**EXERCISE REQUIREMENTS**
Write out each line below precisely, passing over the pictures.

============

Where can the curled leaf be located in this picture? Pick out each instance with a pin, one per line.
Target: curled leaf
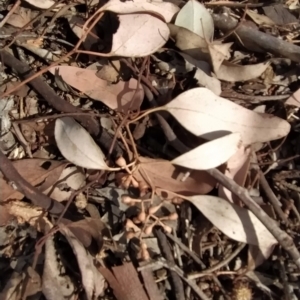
(209, 155)
(121, 96)
(236, 222)
(195, 17)
(166, 9)
(205, 114)
(139, 35)
(77, 146)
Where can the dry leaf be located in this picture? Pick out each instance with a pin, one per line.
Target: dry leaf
(232, 73)
(139, 35)
(54, 285)
(218, 53)
(92, 280)
(189, 42)
(195, 17)
(43, 4)
(121, 96)
(211, 154)
(259, 19)
(204, 114)
(236, 222)
(36, 172)
(166, 9)
(237, 168)
(72, 179)
(21, 17)
(167, 176)
(201, 74)
(294, 99)
(76, 145)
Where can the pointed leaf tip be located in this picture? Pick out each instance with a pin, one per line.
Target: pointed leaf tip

============

**REPLY TO THE TASK**
Where can the curled leaf be located in this picture? Pick out each instance with a pin, one per line.
Target: curled leaf
(209, 155)
(121, 96)
(236, 222)
(195, 17)
(166, 9)
(205, 114)
(139, 35)
(77, 146)
Where can the dry leaf be located in this picture? Pick out each instance with a pin, one per line.
Target: dry leaf
(232, 73)
(139, 35)
(54, 285)
(218, 53)
(92, 280)
(189, 42)
(195, 17)
(43, 4)
(121, 96)
(211, 154)
(259, 19)
(204, 114)
(236, 222)
(36, 172)
(166, 9)
(237, 168)
(72, 179)
(21, 17)
(167, 176)
(201, 74)
(294, 99)
(76, 145)
Where can the pointed leaf tip be located in this picture? Pick out each instance with a pin, one per line.
Target: pointed leaf tip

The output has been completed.